How to complete this task:
Print every record exactly as it appears. Leave the pictures out.

The records below:

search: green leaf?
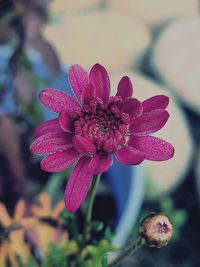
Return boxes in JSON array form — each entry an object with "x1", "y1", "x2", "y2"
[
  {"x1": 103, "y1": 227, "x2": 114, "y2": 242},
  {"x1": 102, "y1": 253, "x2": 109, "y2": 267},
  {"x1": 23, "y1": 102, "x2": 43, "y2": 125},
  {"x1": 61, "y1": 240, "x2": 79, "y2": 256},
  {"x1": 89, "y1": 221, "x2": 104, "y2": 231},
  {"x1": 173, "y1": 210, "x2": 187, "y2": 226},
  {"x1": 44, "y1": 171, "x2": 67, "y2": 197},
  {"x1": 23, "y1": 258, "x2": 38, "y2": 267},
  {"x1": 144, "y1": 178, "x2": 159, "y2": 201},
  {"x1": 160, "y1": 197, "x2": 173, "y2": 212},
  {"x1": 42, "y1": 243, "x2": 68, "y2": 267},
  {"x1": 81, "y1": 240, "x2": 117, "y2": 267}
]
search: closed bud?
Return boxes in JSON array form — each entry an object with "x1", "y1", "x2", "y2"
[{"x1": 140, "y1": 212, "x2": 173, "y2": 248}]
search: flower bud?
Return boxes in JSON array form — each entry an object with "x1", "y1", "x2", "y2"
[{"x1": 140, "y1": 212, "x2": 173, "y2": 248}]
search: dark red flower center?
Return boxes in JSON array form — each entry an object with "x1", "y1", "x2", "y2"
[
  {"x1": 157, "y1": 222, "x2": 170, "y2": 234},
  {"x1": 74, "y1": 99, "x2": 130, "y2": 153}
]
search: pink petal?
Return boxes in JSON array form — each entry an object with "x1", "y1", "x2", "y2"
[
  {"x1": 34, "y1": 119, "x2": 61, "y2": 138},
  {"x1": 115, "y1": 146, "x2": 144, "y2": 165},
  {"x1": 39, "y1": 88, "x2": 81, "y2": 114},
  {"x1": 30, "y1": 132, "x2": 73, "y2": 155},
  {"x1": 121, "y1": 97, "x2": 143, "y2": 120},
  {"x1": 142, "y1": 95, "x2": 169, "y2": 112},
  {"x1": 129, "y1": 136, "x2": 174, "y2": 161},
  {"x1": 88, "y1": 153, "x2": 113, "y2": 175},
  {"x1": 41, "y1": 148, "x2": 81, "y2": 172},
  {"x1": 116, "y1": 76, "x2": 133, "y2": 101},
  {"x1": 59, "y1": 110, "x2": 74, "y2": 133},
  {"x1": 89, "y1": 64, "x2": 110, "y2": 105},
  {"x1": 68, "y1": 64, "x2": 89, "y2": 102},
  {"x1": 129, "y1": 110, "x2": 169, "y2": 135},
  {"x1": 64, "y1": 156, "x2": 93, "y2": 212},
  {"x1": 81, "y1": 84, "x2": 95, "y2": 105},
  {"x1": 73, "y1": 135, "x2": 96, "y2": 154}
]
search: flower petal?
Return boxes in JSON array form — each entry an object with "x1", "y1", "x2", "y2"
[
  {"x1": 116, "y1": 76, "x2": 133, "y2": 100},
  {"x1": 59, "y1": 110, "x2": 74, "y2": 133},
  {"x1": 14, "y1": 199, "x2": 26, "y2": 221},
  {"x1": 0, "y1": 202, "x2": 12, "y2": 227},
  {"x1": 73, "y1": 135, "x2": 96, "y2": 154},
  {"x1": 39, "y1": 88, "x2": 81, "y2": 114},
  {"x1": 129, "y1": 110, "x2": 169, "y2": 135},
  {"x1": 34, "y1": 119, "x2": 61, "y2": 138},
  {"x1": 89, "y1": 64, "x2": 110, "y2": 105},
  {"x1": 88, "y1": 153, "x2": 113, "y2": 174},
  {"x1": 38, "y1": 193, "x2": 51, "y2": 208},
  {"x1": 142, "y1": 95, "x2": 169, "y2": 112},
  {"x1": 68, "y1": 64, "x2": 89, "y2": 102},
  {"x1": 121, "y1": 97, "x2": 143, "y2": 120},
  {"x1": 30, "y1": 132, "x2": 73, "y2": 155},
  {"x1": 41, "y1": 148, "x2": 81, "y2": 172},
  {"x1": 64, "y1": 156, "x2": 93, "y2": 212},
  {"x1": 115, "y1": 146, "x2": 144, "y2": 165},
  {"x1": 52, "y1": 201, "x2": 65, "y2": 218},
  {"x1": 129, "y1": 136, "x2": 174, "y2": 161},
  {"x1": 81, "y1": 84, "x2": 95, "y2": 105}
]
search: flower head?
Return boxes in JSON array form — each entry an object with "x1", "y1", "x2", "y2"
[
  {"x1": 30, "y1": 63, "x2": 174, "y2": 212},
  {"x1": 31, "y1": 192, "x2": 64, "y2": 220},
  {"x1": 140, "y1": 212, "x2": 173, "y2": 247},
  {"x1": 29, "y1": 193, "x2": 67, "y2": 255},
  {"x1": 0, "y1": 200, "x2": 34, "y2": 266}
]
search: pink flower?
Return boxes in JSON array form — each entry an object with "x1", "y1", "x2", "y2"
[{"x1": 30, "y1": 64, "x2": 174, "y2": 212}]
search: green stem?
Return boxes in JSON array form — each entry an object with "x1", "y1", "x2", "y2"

End of The records.

Solution to this problem:
search: green leaf?
Return boxes in JSON array form — each entry an object with "x1", "y1", "x2", "y2"
[
  {"x1": 103, "y1": 227, "x2": 114, "y2": 242},
  {"x1": 102, "y1": 253, "x2": 109, "y2": 267},
  {"x1": 23, "y1": 102, "x2": 43, "y2": 125},
  {"x1": 61, "y1": 240, "x2": 79, "y2": 256},
  {"x1": 89, "y1": 221, "x2": 104, "y2": 231},
  {"x1": 173, "y1": 210, "x2": 187, "y2": 226},
  {"x1": 44, "y1": 171, "x2": 67, "y2": 197},
  {"x1": 23, "y1": 258, "x2": 38, "y2": 267},
  {"x1": 144, "y1": 178, "x2": 159, "y2": 201},
  {"x1": 160, "y1": 197, "x2": 173, "y2": 212},
  {"x1": 42, "y1": 243, "x2": 68, "y2": 267},
  {"x1": 81, "y1": 240, "x2": 117, "y2": 267}
]
search: closed bud?
Return boxes in JSON array form — each entry an object with "x1", "y1", "x2", "y2"
[{"x1": 140, "y1": 212, "x2": 173, "y2": 248}]
search: flower bud?
Return boxes in JSON array form — each entry an object with "x1", "y1", "x2", "y2"
[{"x1": 140, "y1": 212, "x2": 173, "y2": 248}]
search: dark red flower center?
Return boxes in JSON array form — each entry an object with "x1", "y1", "x2", "y2"
[
  {"x1": 157, "y1": 222, "x2": 170, "y2": 234},
  {"x1": 74, "y1": 99, "x2": 130, "y2": 153}
]
search: pink petal?
Return boxes in JSON array form — each entry an object with "x1", "y1", "x2", "y2"
[
  {"x1": 34, "y1": 119, "x2": 61, "y2": 138},
  {"x1": 115, "y1": 146, "x2": 144, "y2": 165},
  {"x1": 39, "y1": 88, "x2": 81, "y2": 114},
  {"x1": 30, "y1": 132, "x2": 73, "y2": 155},
  {"x1": 121, "y1": 97, "x2": 143, "y2": 120},
  {"x1": 142, "y1": 95, "x2": 169, "y2": 112},
  {"x1": 129, "y1": 136, "x2": 174, "y2": 161},
  {"x1": 88, "y1": 153, "x2": 113, "y2": 175},
  {"x1": 41, "y1": 148, "x2": 81, "y2": 172},
  {"x1": 116, "y1": 76, "x2": 133, "y2": 101},
  {"x1": 59, "y1": 110, "x2": 74, "y2": 133},
  {"x1": 89, "y1": 64, "x2": 110, "y2": 105},
  {"x1": 68, "y1": 64, "x2": 89, "y2": 102},
  {"x1": 129, "y1": 110, "x2": 169, "y2": 135},
  {"x1": 64, "y1": 156, "x2": 93, "y2": 212},
  {"x1": 81, "y1": 84, "x2": 95, "y2": 105},
  {"x1": 73, "y1": 135, "x2": 96, "y2": 154}
]
search: flower petal?
Return boxes in JSON array form — each entry an object with "x1", "y1", "x2", "y2"
[
  {"x1": 116, "y1": 76, "x2": 133, "y2": 100},
  {"x1": 59, "y1": 110, "x2": 74, "y2": 133},
  {"x1": 14, "y1": 199, "x2": 26, "y2": 221},
  {"x1": 0, "y1": 202, "x2": 12, "y2": 227},
  {"x1": 73, "y1": 135, "x2": 96, "y2": 154},
  {"x1": 39, "y1": 88, "x2": 81, "y2": 114},
  {"x1": 129, "y1": 110, "x2": 169, "y2": 135},
  {"x1": 34, "y1": 119, "x2": 61, "y2": 138},
  {"x1": 89, "y1": 64, "x2": 110, "y2": 105},
  {"x1": 88, "y1": 153, "x2": 113, "y2": 174},
  {"x1": 38, "y1": 193, "x2": 51, "y2": 208},
  {"x1": 142, "y1": 95, "x2": 169, "y2": 112},
  {"x1": 68, "y1": 64, "x2": 89, "y2": 102},
  {"x1": 121, "y1": 97, "x2": 143, "y2": 120},
  {"x1": 30, "y1": 132, "x2": 73, "y2": 155},
  {"x1": 41, "y1": 148, "x2": 81, "y2": 172},
  {"x1": 64, "y1": 156, "x2": 93, "y2": 212},
  {"x1": 115, "y1": 146, "x2": 144, "y2": 165},
  {"x1": 52, "y1": 201, "x2": 65, "y2": 218},
  {"x1": 129, "y1": 136, "x2": 174, "y2": 161},
  {"x1": 81, "y1": 84, "x2": 95, "y2": 105}
]
search: flower head?
Return boxes in JSON array form — each entry an object with "x1", "y1", "x2", "y2"
[
  {"x1": 30, "y1": 63, "x2": 174, "y2": 212},
  {"x1": 31, "y1": 192, "x2": 64, "y2": 220},
  {"x1": 140, "y1": 212, "x2": 173, "y2": 247},
  {"x1": 29, "y1": 193, "x2": 67, "y2": 255},
  {"x1": 0, "y1": 200, "x2": 34, "y2": 266}
]
search: pink flower?
Return boxes in JSON array form — each entry an object with "x1", "y1", "x2", "y2"
[{"x1": 30, "y1": 64, "x2": 174, "y2": 212}]
search: green stem?
Return boxes in JSON array form — each entry an object with "x1", "y1", "x2", "y2"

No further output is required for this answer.